+++ SUPPLIED MATERIAL +++

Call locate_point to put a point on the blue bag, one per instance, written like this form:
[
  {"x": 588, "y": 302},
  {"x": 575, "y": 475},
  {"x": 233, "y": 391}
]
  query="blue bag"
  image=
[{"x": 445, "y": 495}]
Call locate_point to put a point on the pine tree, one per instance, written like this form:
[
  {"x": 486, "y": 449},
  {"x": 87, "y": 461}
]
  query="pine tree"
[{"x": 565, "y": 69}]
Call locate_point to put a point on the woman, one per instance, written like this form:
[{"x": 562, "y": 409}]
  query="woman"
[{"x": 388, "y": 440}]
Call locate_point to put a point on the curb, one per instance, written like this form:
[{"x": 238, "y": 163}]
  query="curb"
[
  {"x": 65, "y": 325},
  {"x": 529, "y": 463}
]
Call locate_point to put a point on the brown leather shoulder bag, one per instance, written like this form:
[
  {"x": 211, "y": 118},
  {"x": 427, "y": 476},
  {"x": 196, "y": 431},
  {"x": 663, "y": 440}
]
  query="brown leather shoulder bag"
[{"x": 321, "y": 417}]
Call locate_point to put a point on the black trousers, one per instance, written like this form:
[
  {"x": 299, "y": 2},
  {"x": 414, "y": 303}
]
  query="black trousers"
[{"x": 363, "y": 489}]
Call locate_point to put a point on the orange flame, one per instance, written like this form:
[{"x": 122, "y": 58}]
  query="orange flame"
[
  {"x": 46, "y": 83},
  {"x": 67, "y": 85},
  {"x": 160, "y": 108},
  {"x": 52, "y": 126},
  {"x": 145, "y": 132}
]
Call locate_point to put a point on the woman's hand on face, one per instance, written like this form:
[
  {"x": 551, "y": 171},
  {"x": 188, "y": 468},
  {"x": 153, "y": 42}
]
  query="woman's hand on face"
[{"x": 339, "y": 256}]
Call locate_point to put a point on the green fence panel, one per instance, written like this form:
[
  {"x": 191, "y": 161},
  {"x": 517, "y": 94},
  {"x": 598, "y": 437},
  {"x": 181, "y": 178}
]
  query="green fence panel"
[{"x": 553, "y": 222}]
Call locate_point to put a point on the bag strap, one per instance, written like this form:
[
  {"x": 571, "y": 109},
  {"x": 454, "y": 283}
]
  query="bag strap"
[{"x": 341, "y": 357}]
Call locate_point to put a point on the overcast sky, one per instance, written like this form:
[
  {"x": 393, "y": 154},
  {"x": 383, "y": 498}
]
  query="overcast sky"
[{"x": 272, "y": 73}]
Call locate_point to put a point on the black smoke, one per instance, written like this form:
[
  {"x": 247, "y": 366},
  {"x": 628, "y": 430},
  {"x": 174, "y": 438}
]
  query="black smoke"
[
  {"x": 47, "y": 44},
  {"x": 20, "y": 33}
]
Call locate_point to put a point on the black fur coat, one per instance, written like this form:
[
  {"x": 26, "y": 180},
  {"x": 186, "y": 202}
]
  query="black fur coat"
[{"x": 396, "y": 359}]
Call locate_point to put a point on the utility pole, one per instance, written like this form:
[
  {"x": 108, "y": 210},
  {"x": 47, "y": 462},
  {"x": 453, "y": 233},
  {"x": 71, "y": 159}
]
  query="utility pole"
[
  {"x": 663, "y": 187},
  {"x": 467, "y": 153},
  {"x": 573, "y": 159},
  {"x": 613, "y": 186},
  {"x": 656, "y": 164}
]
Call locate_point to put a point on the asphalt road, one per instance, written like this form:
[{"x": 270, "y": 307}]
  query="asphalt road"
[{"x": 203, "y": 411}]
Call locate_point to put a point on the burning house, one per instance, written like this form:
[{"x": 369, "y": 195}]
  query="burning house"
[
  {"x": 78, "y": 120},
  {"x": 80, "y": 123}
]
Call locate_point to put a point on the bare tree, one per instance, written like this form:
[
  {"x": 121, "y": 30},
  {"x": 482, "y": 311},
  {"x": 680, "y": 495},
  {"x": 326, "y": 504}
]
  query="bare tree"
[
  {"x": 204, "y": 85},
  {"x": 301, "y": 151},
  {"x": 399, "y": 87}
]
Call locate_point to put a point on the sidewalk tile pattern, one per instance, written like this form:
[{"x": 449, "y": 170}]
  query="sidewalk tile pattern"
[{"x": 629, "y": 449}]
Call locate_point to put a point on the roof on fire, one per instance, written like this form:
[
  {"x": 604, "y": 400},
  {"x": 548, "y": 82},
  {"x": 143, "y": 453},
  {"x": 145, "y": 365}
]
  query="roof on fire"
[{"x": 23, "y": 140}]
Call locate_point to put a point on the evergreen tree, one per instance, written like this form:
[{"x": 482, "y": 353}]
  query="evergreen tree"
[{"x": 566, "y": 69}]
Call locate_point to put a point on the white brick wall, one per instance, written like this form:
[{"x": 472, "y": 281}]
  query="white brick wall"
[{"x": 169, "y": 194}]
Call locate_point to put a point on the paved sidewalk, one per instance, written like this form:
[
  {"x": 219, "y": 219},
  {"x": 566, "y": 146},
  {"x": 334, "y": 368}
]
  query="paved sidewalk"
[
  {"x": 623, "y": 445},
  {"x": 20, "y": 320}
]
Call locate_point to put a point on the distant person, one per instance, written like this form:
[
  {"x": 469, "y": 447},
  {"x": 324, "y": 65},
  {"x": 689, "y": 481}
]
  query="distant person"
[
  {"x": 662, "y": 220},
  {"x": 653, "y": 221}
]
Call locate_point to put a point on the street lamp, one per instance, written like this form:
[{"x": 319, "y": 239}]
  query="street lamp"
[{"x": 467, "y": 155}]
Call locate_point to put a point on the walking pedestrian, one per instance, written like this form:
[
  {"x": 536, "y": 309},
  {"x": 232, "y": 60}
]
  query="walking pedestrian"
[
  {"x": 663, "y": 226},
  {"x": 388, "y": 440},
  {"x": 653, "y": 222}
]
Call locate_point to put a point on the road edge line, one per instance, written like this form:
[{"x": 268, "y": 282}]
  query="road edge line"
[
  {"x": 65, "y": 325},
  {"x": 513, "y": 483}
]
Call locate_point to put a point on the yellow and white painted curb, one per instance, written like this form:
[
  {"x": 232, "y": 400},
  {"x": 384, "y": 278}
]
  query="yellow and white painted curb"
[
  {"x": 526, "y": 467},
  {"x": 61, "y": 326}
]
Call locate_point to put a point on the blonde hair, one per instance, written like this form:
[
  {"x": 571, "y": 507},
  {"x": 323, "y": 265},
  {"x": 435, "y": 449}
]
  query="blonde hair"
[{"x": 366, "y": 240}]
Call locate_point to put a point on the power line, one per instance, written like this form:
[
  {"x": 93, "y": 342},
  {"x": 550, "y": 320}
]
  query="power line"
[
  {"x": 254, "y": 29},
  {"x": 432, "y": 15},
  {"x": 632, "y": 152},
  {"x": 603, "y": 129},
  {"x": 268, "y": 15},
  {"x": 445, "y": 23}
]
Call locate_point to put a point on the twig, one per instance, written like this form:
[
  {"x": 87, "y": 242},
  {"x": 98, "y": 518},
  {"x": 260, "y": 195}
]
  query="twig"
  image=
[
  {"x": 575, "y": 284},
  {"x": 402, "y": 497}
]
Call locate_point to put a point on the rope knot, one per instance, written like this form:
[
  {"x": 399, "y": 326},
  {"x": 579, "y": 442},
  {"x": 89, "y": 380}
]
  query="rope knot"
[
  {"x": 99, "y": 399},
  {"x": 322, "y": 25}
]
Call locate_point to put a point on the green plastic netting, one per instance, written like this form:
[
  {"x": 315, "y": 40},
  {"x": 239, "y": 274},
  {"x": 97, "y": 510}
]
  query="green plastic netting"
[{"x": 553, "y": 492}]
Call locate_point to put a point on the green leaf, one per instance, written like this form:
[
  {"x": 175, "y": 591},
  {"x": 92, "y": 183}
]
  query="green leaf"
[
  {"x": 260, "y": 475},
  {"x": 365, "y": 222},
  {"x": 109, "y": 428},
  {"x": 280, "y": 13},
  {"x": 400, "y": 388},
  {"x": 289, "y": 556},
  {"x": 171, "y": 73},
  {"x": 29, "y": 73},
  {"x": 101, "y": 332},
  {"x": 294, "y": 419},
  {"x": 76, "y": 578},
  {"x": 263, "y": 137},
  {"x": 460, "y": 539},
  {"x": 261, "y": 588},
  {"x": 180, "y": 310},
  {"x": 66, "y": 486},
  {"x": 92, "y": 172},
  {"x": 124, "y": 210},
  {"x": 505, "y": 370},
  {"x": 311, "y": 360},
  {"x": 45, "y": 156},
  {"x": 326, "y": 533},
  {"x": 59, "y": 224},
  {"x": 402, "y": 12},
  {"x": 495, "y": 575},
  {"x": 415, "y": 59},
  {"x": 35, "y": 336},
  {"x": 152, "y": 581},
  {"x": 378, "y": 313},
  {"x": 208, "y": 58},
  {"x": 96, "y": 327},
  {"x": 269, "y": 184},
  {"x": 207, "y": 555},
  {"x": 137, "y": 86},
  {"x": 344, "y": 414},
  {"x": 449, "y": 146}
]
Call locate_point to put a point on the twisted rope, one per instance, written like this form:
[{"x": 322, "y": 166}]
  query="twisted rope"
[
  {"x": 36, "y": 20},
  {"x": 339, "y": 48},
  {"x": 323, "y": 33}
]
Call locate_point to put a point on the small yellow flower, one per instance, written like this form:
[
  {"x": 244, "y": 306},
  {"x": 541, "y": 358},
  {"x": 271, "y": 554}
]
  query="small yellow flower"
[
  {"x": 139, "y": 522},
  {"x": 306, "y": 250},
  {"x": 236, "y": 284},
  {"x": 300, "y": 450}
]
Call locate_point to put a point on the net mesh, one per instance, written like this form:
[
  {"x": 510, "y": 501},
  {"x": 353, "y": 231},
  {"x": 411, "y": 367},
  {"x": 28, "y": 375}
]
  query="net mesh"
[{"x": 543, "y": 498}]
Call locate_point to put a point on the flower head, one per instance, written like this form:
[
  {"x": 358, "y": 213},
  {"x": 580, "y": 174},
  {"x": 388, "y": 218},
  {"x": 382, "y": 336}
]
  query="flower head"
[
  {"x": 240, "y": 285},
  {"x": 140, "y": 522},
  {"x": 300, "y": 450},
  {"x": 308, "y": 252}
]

+++
+++ SUPPLIED MATERIAL +++

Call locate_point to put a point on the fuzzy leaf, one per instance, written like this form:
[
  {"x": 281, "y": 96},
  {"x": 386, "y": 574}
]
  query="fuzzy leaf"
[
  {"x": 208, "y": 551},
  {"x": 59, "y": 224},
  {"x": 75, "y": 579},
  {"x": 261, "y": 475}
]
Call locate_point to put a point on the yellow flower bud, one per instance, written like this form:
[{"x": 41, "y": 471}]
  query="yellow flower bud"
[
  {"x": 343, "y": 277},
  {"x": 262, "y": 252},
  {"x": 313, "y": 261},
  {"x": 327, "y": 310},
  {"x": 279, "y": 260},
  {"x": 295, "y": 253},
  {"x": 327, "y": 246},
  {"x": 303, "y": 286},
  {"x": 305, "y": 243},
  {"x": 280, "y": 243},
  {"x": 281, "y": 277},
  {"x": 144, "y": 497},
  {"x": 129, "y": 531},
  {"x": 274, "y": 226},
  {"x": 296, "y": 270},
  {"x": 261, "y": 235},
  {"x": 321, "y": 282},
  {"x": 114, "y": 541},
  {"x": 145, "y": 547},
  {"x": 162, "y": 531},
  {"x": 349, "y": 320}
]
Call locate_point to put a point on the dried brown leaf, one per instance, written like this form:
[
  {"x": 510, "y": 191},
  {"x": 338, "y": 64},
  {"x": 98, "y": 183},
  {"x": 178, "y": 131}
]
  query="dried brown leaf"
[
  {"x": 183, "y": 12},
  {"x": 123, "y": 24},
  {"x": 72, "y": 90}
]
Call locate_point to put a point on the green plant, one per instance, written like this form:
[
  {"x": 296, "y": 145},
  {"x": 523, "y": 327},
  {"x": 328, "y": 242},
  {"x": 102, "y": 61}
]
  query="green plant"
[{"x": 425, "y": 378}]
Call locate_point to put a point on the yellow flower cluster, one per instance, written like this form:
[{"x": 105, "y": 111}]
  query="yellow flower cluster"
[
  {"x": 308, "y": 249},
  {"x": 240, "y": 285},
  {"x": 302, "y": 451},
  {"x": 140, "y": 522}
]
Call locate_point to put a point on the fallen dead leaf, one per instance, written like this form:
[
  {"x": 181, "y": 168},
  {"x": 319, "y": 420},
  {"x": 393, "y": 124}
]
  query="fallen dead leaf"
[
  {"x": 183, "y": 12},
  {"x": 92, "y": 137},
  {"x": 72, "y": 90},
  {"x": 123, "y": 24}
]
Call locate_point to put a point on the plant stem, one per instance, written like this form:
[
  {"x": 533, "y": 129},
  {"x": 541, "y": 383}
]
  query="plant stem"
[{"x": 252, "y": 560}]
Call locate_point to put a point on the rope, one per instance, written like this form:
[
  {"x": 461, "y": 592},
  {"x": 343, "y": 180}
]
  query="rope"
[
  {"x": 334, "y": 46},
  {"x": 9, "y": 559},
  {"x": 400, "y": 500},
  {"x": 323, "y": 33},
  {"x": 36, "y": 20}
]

+++
+++ SUPPLIED MATERIAL +++

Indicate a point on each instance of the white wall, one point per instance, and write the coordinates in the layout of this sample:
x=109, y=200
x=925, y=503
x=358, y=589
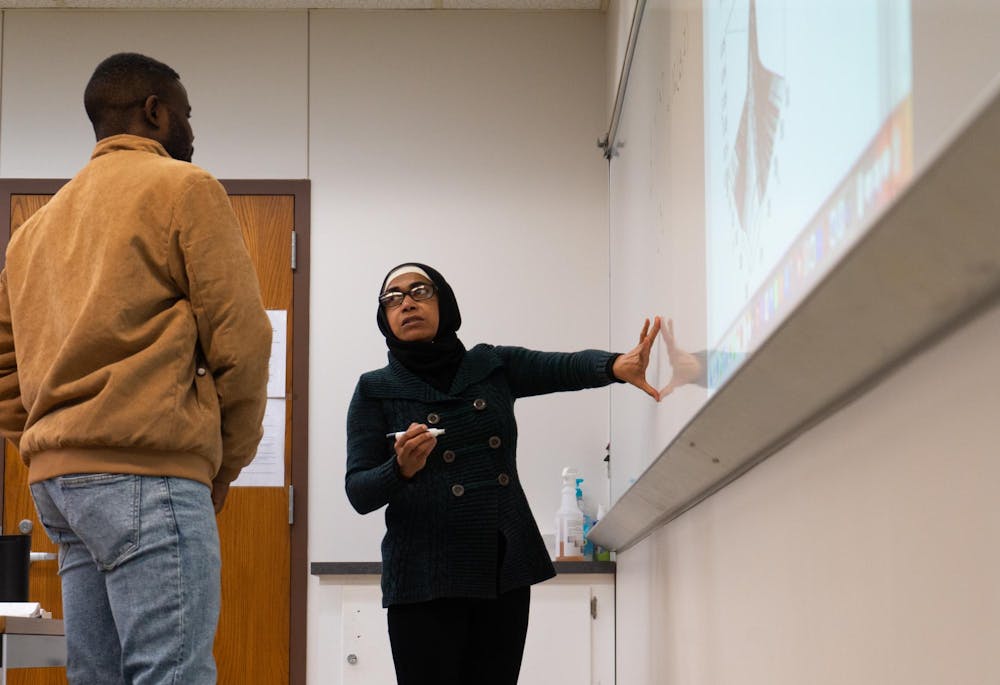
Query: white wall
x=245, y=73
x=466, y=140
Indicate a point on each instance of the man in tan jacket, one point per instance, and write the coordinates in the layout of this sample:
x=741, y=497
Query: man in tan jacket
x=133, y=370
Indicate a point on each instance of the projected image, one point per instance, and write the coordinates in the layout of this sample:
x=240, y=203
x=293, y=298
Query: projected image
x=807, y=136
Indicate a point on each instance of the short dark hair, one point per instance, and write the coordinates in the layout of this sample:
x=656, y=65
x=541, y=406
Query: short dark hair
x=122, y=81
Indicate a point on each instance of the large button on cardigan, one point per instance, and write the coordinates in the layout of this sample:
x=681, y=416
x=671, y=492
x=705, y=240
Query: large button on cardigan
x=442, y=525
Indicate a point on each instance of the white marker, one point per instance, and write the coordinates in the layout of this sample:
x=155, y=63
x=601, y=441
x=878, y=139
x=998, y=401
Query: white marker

+++

→ **WHAT YOU NEED TO DO**
In the material above, find each line that has the string "marker" and return it.

→ **RESULT**
Indicate a point on each instance of the white marker, one point per instance, and write the coordinates in the layout of this sample:
Query: white marker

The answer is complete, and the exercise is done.